● Work required
Exactly as written, return every line of the data below apart from the pictures.

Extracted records
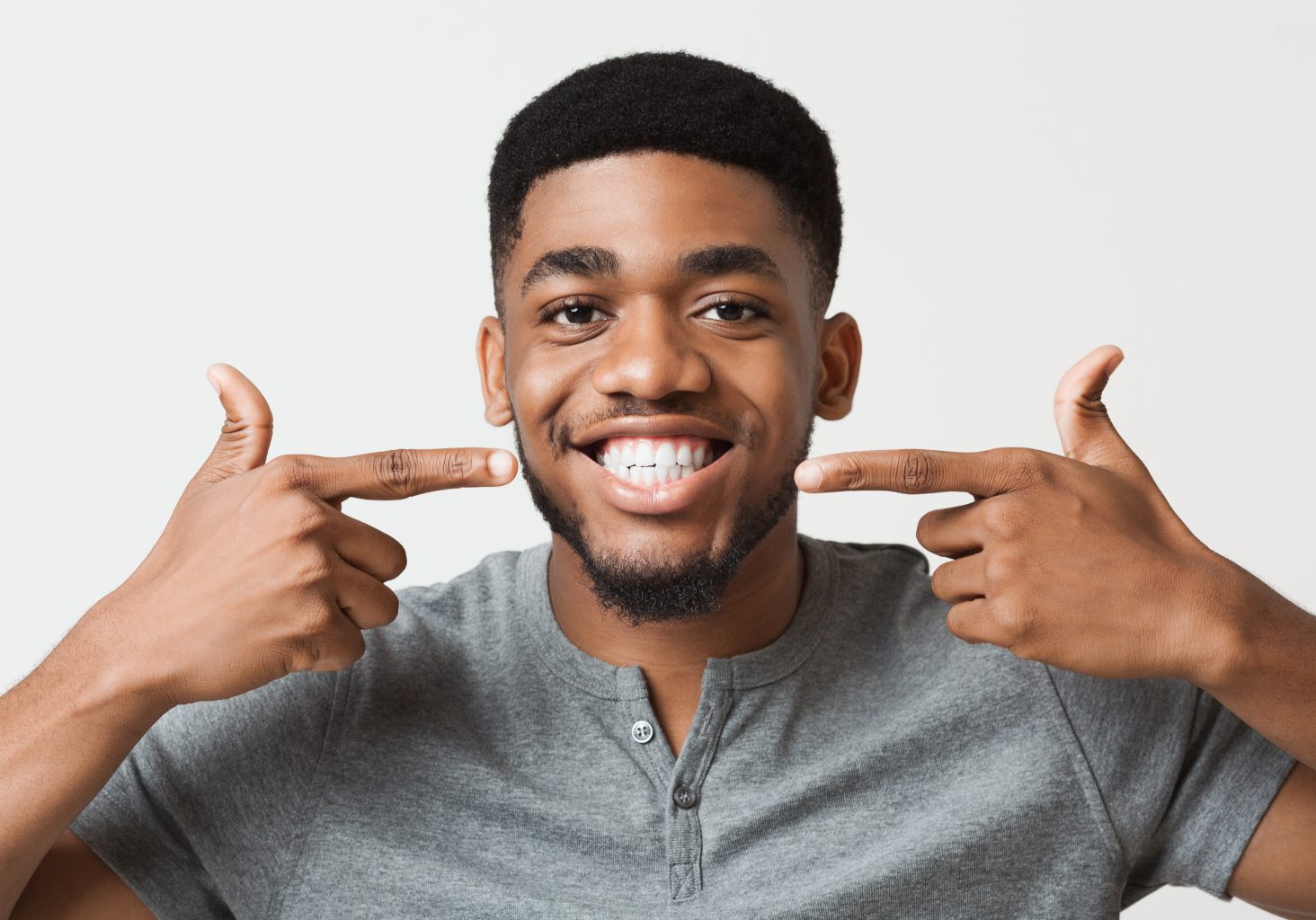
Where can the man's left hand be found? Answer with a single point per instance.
(1077, 561)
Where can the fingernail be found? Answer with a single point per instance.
(501, 464)
(808, 475)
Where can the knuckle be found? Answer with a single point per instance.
(396, 470)
(916, 469)
(938, 579)
(998, 568)
(850, 472)
(924, 528)
(311, 569)
(457, 464)
(307, 518)
(289, 470)
(1014, 623)
(399, 561)
(1000, 518)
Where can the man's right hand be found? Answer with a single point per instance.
(258, 571)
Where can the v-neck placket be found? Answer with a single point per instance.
(680, 781)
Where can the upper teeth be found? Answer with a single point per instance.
(652, 461)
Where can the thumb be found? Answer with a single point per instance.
(1087, 433)
(247, 427)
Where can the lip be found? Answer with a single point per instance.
(654, 427)
(661, 498)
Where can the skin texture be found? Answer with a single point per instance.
(1031, 557)
(655, 351)
(258, 574)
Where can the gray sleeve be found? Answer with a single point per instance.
(1185, 782)
(207, 814)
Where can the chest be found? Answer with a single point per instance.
(766, 811)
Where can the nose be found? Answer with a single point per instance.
(650, 356)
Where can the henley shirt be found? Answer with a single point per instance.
(867, 764)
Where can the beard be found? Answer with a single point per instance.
(649, 588)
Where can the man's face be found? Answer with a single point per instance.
(657, 316)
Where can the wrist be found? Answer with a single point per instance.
(99, 651)
(1233, 615)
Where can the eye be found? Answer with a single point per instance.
(573, 314)
(732, 311)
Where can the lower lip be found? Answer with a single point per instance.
(661, 498)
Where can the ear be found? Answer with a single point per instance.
(840, 349)
(491, 354)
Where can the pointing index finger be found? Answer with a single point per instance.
(403, 473)
(907, 470)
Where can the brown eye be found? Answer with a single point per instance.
(576, 314)
(731, 311)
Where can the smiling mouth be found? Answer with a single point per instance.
(655, 461)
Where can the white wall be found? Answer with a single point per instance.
(298, 190)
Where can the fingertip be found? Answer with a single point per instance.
(213, 378)
(1115, 359)
(502, 464)
(808, 475)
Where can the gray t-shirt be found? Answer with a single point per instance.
(867, 764)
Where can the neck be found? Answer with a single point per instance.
(758, 606)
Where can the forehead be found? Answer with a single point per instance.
(650, 207)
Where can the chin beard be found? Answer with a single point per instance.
(653, 588)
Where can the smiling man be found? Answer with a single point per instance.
(678, 705)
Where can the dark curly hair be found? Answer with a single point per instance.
(678, 102)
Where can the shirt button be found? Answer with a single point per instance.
(643, 732)
(685, 797)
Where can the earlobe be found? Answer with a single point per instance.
(840, 350)
(491, 356)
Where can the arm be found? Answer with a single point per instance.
(257, 575)
(1267, 676)
(1080, 562)
(74, 705)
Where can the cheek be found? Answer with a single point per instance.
(539, 385)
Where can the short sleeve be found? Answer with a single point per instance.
(1183, 781)
(207, 814)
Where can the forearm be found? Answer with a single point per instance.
(64, 730)
(1264, 668)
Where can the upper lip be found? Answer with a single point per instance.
(653, 427)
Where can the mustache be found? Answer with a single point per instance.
(561, 433)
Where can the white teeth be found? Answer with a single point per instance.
(654, 462)
(644, 453)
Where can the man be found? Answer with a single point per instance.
(680, 705)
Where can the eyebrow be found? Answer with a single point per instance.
(598, 262)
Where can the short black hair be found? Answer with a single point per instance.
(680, 102)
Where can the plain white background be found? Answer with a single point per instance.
(298, 190)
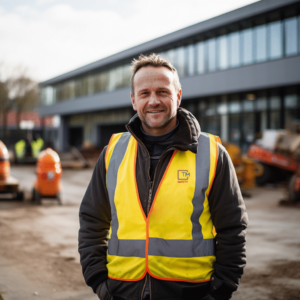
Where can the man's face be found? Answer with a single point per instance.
(155, 99)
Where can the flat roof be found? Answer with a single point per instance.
(224, 19)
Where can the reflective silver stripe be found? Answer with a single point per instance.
(126, 247)
(181, 248)
(202, 181)
(111, 182)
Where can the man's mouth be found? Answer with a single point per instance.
(154, 111)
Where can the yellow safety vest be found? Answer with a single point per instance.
(176, 241)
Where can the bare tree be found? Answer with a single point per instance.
(17, 91)
(24, 93)
(6, 103)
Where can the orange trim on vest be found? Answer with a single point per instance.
(182, 280)
(105, 159)
(148, 217)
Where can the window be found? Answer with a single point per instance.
(291, 104)
(260, 33)
(222, 52)
(247, 46)
(126, 74)
(275, 110)
(171, 56)
(234, 52)
(200, 58)
(211, 53)
(234, 107)
(180, 61)
(191, 60)
(291, 36)
(248, 105)
(275, 39)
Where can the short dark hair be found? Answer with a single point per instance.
(154, 60)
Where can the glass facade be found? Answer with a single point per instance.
(242, 118)
(247, 46)
(256, 40)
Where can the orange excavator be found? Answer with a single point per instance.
(9, 186)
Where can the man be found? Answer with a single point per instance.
(163, 216)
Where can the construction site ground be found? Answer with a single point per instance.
(38, 244)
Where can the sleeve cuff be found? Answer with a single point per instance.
(96, 280)
(219, 290)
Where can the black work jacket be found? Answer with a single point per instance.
(227, 209)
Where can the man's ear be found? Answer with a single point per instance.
(179, 93)
(133, 102)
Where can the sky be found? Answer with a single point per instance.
(52, 37)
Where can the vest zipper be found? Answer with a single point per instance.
(149, 199)
(144, 287)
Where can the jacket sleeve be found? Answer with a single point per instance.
(95, 219)
(230, 219)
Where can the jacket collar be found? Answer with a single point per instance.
(186, 137)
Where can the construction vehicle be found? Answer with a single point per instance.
(279, 154)
(48, 183)
(9, 186)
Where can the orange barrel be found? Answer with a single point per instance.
(4, 162)
(49, 173)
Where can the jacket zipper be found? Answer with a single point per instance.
(150, 196)
(149, 199)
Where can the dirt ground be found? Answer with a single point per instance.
(39, 258)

● Exercise output
Where can the man's left hand be found? Answer with a single point per instance.
(1077, 561)
Where can the fingernail be found? Answer with a single point per instance.
(501, 464)
(808, 475)
Where can the knuckle be found? Answer with a single point per instance.
(396, 470)
(916, 469)
(938, 579)
(998, 568)
(850, 472)
(924, 528)
(311, 569)
(457, 464)
(307, 518)
(289, 470)
(1014, 623)
(399, 561)
(1000, 518)
Where can the man's right hand be found? Answer with a single point per instance.
(258, 571)
Where can the v-neck placket be found? Answer with a single point per instance.
(680, 781)
Where can the upper teeth be found? Answer with a single point per instance.
(652, 461)
Where can the thumb be found? Answer with a single point per instance.
(1087, 433)
(247, 427)
Where can the lip be found? Answer with a single point per instance.
(654, 427)
(661, 498)
Where can the skin texture be found? Answer with a single point per instance.
(1031, 557)
(655, 351)
(258, 574)
Where can the gray sleeve be found? Answer with a single point per instance.
(1185, 782)
(207, 814)
Where can the chest be found? Answer with a single point per instance.
(766, 811)
Where can the nose be found? Answer with a single point per instance.
(650, 356)
Where can the henley shirt be found? Answer with a single point per instance.
(867, 764)
Where can the beard be found? Answer with a single point per instance.
(649, 588)
Where can the man's face be found? Answer with a single point per instance.
(657, 316)
Where can the wrist be found? Answer with a single point per instance.
(99, 651)
(1233, 615)
Where can the eye be found? Answer with a single point per instance.
(573, 314)
(732, 311)
Where can the lower lip be found? Answer with a single point per instance.
(661, 498)
Where can the ear be found? Answer with a single point per instance.
(840, 349)
(491, 354)
Where can the pointing index finger be found? Answer with a single point per instance.
(403, 473)
(907, 470)
Where can the brown eye be found? Answer with a single point per instance.
(576, 314)
(731, 311)
Where can the smiling mouth be found? Answer with a single point per instance.
(655, 461)
Where can the white wall be found? Answer with a single point per instance.
(298, 190)
Where can the fingertip be found? Answer with a single point per instance.
(213, 378)
(1115, 359)
(502, 464)
(808, 475)
Where can the gray t-shirt be found? Answer with a single point per instance.
(867, 764)
Where can the neck be found? Answer with a single point per instance.
(758, 606)
Where can the forehead be found? Answer with a single point per instance.
(650, 207)
Where can the chin beard be found? Answer with a single point per instance.
(653, 588)
Where can the smiling man be found? Answer with a single point per instance.
(678, 705)
Where can the dark curly hair be found? Answer with a single point per instance.
(678, 102)
Where can the shirt button be found? Answer with a single point per instance.
(643, 732)
(685, 797)
Where can the earlobe be found? Answer with a single point per instance.
(840, 350)
(491, 356)
Where can the arm be found? Answer with a single point per instance.
(257, 575)
(1267, 676)
(1080, 562)
(74, 705)
Where can the cheek be found? Answer with a single point per instance.
(539, 385)
Where can the short sleeve be found? Answer with a single point per instance.
(1183, 781)
(207, 814)
Where can the forearm be found? Answer with a single point per instance.
(64, 730)
(1264, 668)
Where can the upper lip be found? Answer with a single point per instance.
(653, 427)
Where can the mustache be found? Answer with a single point per instance.
(561, 433)
Where can the white teeth be found? Answer with a single point per instance.
(654, 462)
(644, 453)
Where can the man be found? Answer with a single point per instance.
(680, 705)
Where can the eyebrow be found? Answer with a single point per instance.
(598, 262)
Where can the short black hair be found? Answer with a single point per instance.
(680, 102)
Where can the plain white background be found? Answer with a single point per instance.
(298, 190)
Where can the man's face be found? Answer with a single point per instance.
(155, 99)
Where can the flat roof be found? Answer with a single point per instance.
(224, 19)
Where can the reflective silver stripe be found? Answer with a single point per instance.
(126, 247)
(181, 248)
(202, 181)
(111, 182)
Where can the man's mouth be found? Answer with a single point per instance.
(154, 111)
Where can the yellow safety vest be found? Answer with a single point per instance.
(176, 241)
Where can the bare tree be found? Answer with a single point per instance.
(17, 91)
(24, 93)
(6, 103)
Where can the orange trim on vest be found? Answer with a single point per instance.
(182, 280)
(105, 159)
(148, 217)
Where can the window be found? Answer with a single point per instance.
(291, 104)
(260, 33)
(222, 52)
(247, 46)
(126, 74)
(275, 110)
(171, 56)
(234, 52)
(200, 58)
(211, 53)
(234, 107)
(180, 61)
(191, 60)
(291, 36)
(248, 105)
(275, 39)
Where can the short dark hair be found? Answer with a single point per instance.
(154, 60)
Where can the glass facade be found? Answer with a single point per instance.
(242, 118)
(247, 46)
(256, 40)
Where can the orange excavator be found? Answer with a single point per instance.
(9, 186)
Where can the man be found? Answer with a single point per instance.
(163, 216)
Where can the construction site ground be found? Answer with a single point per instance.
(38, 244)
Where can the sleeve cuff be found? Answer with a single point per instance.
(96, 280)
(219, 290)
Where can the black work jacket be found? Answer with a single point per instance.
(227, 209)
Where can the man's ear be found? Answer with a single point per instance.
(179, 93)
(133, 102)
Where can the sky be found? Answer with a single point per instance.
(52, 37)
Where can the vest zipper be found? Answer with a single point per instance.
(149, 199)
(144, 287)
Where can the jacket sleeve be found? Answer with a single point per instance.
(95, 219)
(230, 219)
Where can the jacket collar be found? Answer with a single point per instance.
(186, 137)
Where can the construction vehicle be found? Answer with a single point per instance.
(279, 154)
(48, 183)
(9, 186)
Where can the orange barrel be found? Answer with a single point per instance.
(4, 162)
(49, 173)
Where can the jacket zipper be found? Answer with a single point per instance.
(150, 196)
(149, 199)
Where can the dirt ground be found? Answer with a single point per instance.
(39, 258)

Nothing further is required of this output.